[Work to be completed] Update the material below by replacing "a pathologist" with "an annotator" throughout, and leave everything else unchanged.

[Start of Input data]

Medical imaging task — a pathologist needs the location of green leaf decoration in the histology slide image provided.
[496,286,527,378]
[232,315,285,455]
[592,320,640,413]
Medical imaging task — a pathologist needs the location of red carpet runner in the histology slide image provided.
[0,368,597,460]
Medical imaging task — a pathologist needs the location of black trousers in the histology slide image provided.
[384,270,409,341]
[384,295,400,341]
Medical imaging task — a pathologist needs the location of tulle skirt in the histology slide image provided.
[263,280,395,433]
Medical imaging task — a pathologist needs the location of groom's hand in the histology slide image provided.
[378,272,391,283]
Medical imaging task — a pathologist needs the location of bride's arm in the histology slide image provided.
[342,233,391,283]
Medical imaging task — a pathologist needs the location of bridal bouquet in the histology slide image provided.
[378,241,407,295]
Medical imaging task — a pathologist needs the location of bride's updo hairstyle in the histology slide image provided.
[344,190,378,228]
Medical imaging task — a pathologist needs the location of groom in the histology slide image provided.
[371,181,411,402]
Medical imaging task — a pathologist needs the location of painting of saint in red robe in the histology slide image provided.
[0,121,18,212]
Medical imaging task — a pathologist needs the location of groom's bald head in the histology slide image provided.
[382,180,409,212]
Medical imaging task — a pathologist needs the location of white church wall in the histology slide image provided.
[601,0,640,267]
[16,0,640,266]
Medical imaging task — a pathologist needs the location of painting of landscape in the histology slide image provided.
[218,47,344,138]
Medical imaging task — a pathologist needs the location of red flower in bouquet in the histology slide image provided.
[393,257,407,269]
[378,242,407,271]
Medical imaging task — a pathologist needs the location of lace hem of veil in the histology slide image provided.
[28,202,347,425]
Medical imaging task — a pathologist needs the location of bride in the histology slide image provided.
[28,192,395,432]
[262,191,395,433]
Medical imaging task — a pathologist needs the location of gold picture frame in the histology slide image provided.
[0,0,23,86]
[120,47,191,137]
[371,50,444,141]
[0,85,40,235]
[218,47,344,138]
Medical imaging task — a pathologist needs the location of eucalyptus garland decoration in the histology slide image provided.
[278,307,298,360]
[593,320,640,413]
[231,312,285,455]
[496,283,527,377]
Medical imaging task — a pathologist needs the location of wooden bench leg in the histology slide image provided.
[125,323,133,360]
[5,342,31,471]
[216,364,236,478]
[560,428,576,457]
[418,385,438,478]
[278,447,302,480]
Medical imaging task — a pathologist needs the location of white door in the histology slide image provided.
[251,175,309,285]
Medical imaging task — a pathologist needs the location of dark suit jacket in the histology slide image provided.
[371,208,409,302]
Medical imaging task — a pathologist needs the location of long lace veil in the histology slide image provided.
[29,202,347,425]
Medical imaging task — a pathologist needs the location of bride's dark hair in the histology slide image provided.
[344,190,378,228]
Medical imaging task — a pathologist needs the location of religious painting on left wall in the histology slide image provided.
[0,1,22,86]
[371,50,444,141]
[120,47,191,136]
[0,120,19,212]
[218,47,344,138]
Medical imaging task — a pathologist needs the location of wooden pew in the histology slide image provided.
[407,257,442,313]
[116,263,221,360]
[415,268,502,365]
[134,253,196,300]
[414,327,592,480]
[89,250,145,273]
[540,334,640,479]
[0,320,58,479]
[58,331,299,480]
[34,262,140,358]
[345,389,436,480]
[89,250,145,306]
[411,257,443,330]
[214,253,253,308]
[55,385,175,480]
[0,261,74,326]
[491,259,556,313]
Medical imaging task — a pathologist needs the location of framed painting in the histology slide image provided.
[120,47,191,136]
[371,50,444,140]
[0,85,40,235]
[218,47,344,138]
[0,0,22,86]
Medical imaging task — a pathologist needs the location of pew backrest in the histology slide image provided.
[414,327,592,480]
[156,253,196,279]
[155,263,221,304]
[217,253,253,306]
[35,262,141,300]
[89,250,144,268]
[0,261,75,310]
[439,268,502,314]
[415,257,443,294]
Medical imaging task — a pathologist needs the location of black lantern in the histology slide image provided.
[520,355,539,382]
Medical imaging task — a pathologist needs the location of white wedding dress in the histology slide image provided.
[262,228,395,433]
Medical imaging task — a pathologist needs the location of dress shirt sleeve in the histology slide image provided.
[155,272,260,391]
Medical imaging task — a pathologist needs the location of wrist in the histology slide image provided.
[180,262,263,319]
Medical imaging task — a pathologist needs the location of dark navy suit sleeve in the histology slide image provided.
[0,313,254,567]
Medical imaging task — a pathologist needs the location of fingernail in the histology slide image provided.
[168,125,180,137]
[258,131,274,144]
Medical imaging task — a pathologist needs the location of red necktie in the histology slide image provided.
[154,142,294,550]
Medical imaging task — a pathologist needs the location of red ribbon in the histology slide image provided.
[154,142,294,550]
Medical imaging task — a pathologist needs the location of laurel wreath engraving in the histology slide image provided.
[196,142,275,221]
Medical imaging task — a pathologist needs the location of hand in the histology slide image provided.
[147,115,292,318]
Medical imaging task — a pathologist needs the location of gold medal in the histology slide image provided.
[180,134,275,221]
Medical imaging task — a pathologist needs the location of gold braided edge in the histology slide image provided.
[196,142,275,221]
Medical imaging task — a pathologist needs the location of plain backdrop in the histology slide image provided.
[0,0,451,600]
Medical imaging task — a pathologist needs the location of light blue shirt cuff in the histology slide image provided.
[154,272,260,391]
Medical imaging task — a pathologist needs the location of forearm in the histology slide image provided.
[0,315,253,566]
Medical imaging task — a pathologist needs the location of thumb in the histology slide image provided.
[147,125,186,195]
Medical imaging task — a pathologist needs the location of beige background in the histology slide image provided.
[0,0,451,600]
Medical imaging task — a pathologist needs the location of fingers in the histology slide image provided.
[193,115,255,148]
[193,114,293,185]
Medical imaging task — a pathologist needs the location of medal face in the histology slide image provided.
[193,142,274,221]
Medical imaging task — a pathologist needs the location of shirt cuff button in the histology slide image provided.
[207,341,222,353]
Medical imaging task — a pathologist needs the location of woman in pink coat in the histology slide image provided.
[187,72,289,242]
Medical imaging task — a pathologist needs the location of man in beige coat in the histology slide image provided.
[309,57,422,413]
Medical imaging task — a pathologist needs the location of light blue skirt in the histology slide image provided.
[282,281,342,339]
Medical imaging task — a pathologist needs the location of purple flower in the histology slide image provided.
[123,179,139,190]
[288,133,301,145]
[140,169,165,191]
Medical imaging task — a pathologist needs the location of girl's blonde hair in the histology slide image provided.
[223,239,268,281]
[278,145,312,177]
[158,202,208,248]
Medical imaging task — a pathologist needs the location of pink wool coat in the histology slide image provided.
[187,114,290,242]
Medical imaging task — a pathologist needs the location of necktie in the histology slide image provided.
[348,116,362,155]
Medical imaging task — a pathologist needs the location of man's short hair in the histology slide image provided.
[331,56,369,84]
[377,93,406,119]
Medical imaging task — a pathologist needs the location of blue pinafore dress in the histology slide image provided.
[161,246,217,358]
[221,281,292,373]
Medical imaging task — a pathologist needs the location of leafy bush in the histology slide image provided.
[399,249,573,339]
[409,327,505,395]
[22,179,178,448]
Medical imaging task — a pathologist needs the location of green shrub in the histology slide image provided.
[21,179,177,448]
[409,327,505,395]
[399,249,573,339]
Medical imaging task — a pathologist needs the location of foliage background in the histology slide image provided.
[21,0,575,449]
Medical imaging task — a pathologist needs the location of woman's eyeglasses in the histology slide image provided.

[End of Input data]

[Output for this exercise]
Medical imaging task — an annotator needs the location of green leaf decoration in the histology slide image provided.
[496,286,527,378]
[232,315,285,455]
[592,320,640,413]
Medical imaging task — an annotator needs the location of red carpet runner in the histology slide image provided.
[0,368,597,460]
Medical imaging task — an annotator needs the location of black trousers in the histology slide image provided.
[384,270,409,341]
[384,295,400,341]
Medical imaging task — an annotator needs the location of tulle skirt in the histology slide image provided.
[263,280,395,433]
Medical imaging task — an annotator needs the location of groom's hand in the histology slide image provided.
[378,272,391,283]
Medical imaging task — an annotator needs the location of bride's arm in the histology slide image provided.
[342,233,391,283]
Medical imaging task — an annotator needs the location of bridal bouquet in the histology slide image provided.
[378,241,407,295]
Medical imaging task — an annotator needs the location of bride's updo hairstyle in the histology slide image provided.
[344,190,378,228]
Medical imaging task — an annotator needs the location of groom in the histology slide image provided.
[371,181,411,402]
Medical imaging task — an annotator needs the location of painting of saint in red robe in the histology slide image provided.
[0,121,18,212]
Medical imaging task — an annotator needs the location of groom's bald head in the histology slide image provided.
[382,180,409,212]
Medical imaging task — an annotator needs the location of white church wall in the histology slide image provided.
[601,0,640,267]
[16,0,640,266]
Medical imaging task — an annotator needs the location of painting of landscape in the histology slide image provided.
[218,47,344,138]
Medical imaging task — an annotator needs the location of red flower in bouquet in the histology slide image provided.
[393,257,407,269]
[378,242,407,271]
Medical imaging task — an annotator needs the location of lace hem of veil in the histology slide image provided.
[28,202,347,425]
Medical imaging task — an annotator needs the location of bride in the histology slide image provided.
[28,192,395,432]
[262,191,395,433]
Medical imaging task — an annotator needs the location of gold picture frame in the histology slide image provided.
[0,0,23,86]
[120,47,191,137]
[371,50,444,141]
[0,85,40,235]
[218,47,344,138]
Medical imaging task — an annotator needs the location of eucalyptus garland decoration in the histology slide image provided.
[278,307,298,360]
[593,320,640,413]
[231,312,285,455]
[496,283,527,377]
Medical imaging task — an annotator needs the location of wooden bench leg in the histology slide image provided.
[125,323,133,360]
[5,342,31,471]
[216,364,236,478]
[560,428,576,457]
[418,385,438,478]
[278,447,302,480]
Medical imaging task — an annotator needs the location of white door in the histology slide image provided.
[251,175,309,285]
Medical imaging task — an annotator needs the location of dark suit jacket in the histology slide image provided.
[371,208,409,302]
Medical imaging task — an annotator needs the location of long lace veil in the histology slide image provided.
[29,202,347,425]
Medical imaging task — an annotator needs the location of bride's dark hair in the histology slide image provided.
[344,190,378,228]
Medical imaging task — an annotator needs the location of religious painting on left wall in the histology slide image provided.
[0,1,22,86]
[371,50,444,141]
[120,47,191,136]
[0,120,19,212]
[218,47,344,138]
Medical imaging task — an annotator needs the location of wooden pew in the histology slide image provided.
[407,257,442,313]
[116,263,221,360]
[415,268,502,365]
[134,253,196,300]
[414,327,592,480]
[89,250,145,273]
[540,334,640,479]
[0,320,58,479]
[58,331,299,480]
[34,262,140,358]
[345,389,436,480]
[89,250,145,306]
[411,257,443,330]
[214,253,253,308]
[55,385,175,480]
[0,261,74,326]
[491,259,556,313]
Medical imaging task — an annotator needs the location of framed painting in the histology slide image provided.
[120,47,191,136]
[371,50,444,140]
[0,85,40,235]
[218,47,344,138]
[0,0,22,86]
Medical imaging task — an annotator needs the location of pew backrest in the histology slide image provided.
[414,327,592,480]
[156,253,196,279]
[155,263,221,304]
[217,253,253,306]
[35,262,141,300]
[89,250,144,268]
[0,261,75,310]
[439,268,502,314]
[415,257,443,294]
Medical imaging task — an annotator needs the location of black lantern in the histology slide image provided.
[520,355,539,382]
Medical imaging task — an annotator needs the location of white wedding dress in the histology slide image provided.
[262,228,395,433]
Medical imaging task — an annotator needs the location of dress shirt sleeve in the histology slide image provided.
[155,272,260,391]
Medical imaging task — an annotator needs the location of wrist in the histology slide image provided.
[180,262,263,319]
Medical imaging task — an annotator needs the location of dark navy suit sleeve in the histology slide image provided.
[0,313,254,567]
Medical imaging task — an annotator needs the location of fingernail in the histology slide image provided.
[168,125,180,137]
[258,131,274,144]
Medical imaging task — an annotator needs the location of red necktie in the histology slide image provided.
[154,142,294,550]
Medical imaging task — an annotator needs the location of red ribbon in the histology slide image provided.
[154,142,294,550]
Medical imaging task — an annotator needs the location of laurel wreath engraving in the histology slide image provided.
[196,142,275,221]
Medical imaging task — an annotator needs the location of hand in the histology slide image provided.
[147,115,292,318]
Medical imaging task — an annotator needs the location of gold medal in the histology slide image provided.
[180,134,275,221]
Medical imaging task — an annotator needs the location of gold braided edge in the histology slide image provided.
[196,142,275,221]
Medical imaging task — an annotator needs the location of plain backdrop in the histology slide image provided.
[0,0,451,600]
Medical imaging task — an annotator needs the location of light blue shirt cuff in the histology slide image provided.
[154,272,260,391]
Medical imaging task — an annotator needs the location of forearm in the histology slide image provided.
[0,315,253,566]
Medical imaging task — an annotator needs the location of thumb in the histology slide image provided.
[147,125,186,195]
Medical imaging task — an annotator needs the location of beige background in the histology slide image provided.
[0,0,451,600]
Medical imaging task — an annotator needs the location of fingers in the histology slide image provided.
[193,115,255,148]
[193,114,293,185]
Medical imaging task — an annotator needs the location of medal face in the histology slide image provided.
[193,142,274,221]
Medical imaging task — an annotator needs the location of shirt cuff button in the histology slide image provided.
[207,341,222,353]
Medical imaging task — an annotator needs the location of woman in pink coat in the histology slide image provided.
[187,72,289,242]
Medical imaging task — an annotator needs the location of man in beige coat in the histology slide image provided.
[309,57,422,413]
Medical imaging task — an annotator needs the location of light blue skirt in the histology slide image provided.
[282,281,342,339]
Medical imaging task — an annotator needs the location of purple flower in the histology slide image provided.
[123,179,139,190]
[288,133,301,145]
[140,169,165,191]
Medical imaging task — an annotator needs the location of girl's blonde hair in the histology slide image provided.
[223,239,268,281]
[278,145,312,177]
[158,202,208,248]
Medical imaging task — an annotator needs the location of pink wool coat in the histology slide image provided.
[187,114,290,242]
Medical imaging task — an annotator needs the location of necktie in the histology slide image provided.
[348,116,362,155]
Medical imaging task — an annotator needs the location of man's short hair in the histology slide image provided.
[331,56,369,84]
[377,93,406,119]
Medical imaging task — an annotator needs the location of blue pinafore dress in the histology slide image provided.
[161,246,217,358]
[221,281,292,373]
Medical imaging task — an annotator needs the location of leafy bush in the histology slide image provided.
[399,249,573,339]
[409,327,505,395]
[22,179,178,448]
Medical imaging task — an annotator needs the location of green shrub in the histology slide image provided.
[21,179,177,448]
[409,327,505,395]
[399,249,573,339]
Medical imaging task — an annotator needs the location of foliage background in the histology slide image provided.
[21,0,575,449]
Medical imaging task — an annotator needs the location of woman's eyeglasses in the histology slide image provided.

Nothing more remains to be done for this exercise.